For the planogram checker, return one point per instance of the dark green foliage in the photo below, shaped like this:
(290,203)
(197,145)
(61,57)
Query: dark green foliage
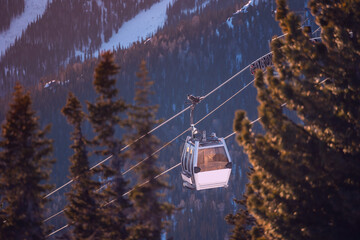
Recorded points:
(306,180)
(104,116)
(24,166)
(149,215)
(83,210)
(8,10)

__Task brief__. Can you reproduce the data above with every "dark green foliage" changed to "leafy greenery", keeping everything else the same and leaving out the pictures?

__Output__.
For the planogram checker, return one point per instance of the leafy greenery in the photo below, shaped like this:
(290,203)
(197,145)
(61,57)
Query: leafy greenery
Recorded points:
(306,180)
(104,116)
(24,166)
(149,215)
(83,210)
(8,10)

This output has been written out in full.